* WHAT THE EXERCISE ASKS *
Return the listing word for word, as given.

>> START

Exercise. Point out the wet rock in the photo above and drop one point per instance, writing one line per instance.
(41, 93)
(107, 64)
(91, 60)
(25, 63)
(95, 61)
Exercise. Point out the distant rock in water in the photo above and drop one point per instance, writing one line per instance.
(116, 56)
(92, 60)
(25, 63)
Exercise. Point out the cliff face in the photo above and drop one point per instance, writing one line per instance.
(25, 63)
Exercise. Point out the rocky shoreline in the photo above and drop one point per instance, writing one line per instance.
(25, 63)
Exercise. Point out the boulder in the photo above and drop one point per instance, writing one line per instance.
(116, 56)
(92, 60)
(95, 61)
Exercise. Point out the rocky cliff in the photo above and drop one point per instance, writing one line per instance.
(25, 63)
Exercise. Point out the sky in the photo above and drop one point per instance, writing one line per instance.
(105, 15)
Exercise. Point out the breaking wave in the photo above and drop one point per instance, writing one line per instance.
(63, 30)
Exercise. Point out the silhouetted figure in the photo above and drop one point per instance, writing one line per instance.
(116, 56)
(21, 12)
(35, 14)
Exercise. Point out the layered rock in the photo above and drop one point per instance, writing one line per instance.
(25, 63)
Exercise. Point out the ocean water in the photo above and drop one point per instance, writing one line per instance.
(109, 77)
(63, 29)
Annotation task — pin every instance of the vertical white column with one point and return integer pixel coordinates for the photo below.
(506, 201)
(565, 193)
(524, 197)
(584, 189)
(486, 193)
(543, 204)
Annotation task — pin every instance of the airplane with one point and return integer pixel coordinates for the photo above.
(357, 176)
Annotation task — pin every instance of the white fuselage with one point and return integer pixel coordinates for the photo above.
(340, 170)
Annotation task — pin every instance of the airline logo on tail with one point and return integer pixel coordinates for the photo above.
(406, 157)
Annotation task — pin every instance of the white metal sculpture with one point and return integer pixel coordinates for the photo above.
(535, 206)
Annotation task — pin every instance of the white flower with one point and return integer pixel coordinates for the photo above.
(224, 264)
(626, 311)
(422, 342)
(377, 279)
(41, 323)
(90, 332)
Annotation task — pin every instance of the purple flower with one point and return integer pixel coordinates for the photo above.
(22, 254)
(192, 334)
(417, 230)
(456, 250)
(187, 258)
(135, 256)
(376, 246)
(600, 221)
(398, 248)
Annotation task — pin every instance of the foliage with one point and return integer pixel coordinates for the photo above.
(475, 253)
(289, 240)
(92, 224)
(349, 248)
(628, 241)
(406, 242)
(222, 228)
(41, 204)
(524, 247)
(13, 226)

>> END

* TASK RESULT *
Exercise. Point out the wet rock in the photo above and drop one point per instance, writing one line per instance.
(41, 93)
(107, 64)
(91, 60)
(25, 63)
(95, 61)
Exercise. Point out the distant rock in water in the photo above and drop one point per instance, writing one line per instance.
(116, 56)
(92, 60)
(25, 63)
Exercise. Point out the cliff face in the photo above and drop one point per instance, writing one line per instance.
(25, 63)
Exercise. Point out the rocky shoreline in the photo above and drop one point per instance, writing one line per instance.
(25, 63)
Exercise. Point out the boulder in the photo above and drop one point per instance, writing one line per instance.
(116, 56)
(92, 60)
(95, 61)
Exercise. Point out the rocky cliff in the photo above and drop one point per instance, writing one line per instance.
(25, 63)
Exercise. Point out the sky in the photo above and drop one point per instance, writing one line per instance.
(105, 15)
Exercise. Point out the breaking wave in the photo above and drop one point per instance, writing one line per instance.
(63, 30)
Exercise. Point out the silhouetted figure in the photo above and drop one point per instance, writing one line per instance.
(116, 56)
(21, 12)
(35, 14)
Exercise. Point out the layered rock in the photo above and drop one point per instance, writing one line per instance.
(25, 63)
Exercise. Point out the ocean water in the photo above and drop one point per instance, writing one line per instance.
(109, 77)
(63, 29)
Annotation task — pin every instance of the vertical white column with one point and return integer pixel coordinates for the photo below.
(506, 201)
(565, 193)
(524, 197)
(584, 189)
(486, 193)
(543, 204)
Annotation task — pin every instance of the airplane with one point and return integer pixel coordinates for the photo above.
(357, 176)
Annotation task — pin every instance of the white fuselage with one point and return integer pixel coordinates for the photo above.
(340, 170)
Annotation task — pin every instance of the airline logo on tail with one point and return integer pixel coordinates for the photo above.
(406, 157)
Annotation task — pin every instance of the white metal sculpture with one point and return integer pixel coordinates for the photo above.
(535, 206)
Annotation task — pin every instance of the white flower with one point and return integer pixel coordinates for the photo above.
(224, 264)
(626, 311)
(422, 342)
(377, 279)
(41, 323)
(90, 332)
Annotation task — pin every instance of the purple flower with one point and return integer pixel coordinates for the photo above.
(22, 254)
(192, 334)
(417, 230)
(456, 250)
(187, 258)
(135, 256)
(376, 246)
(600, 221)
(398, 248)
Annotation task — pin every instance of the foliage with one point and return integer pixel coordinates for the photo above.
(475, 253)
(289, 240)
(92, 224)
(349, 248)
(628, 241)
(406, 242)
(222, 228)
(41, 204)
(524, 247)
(13, 226)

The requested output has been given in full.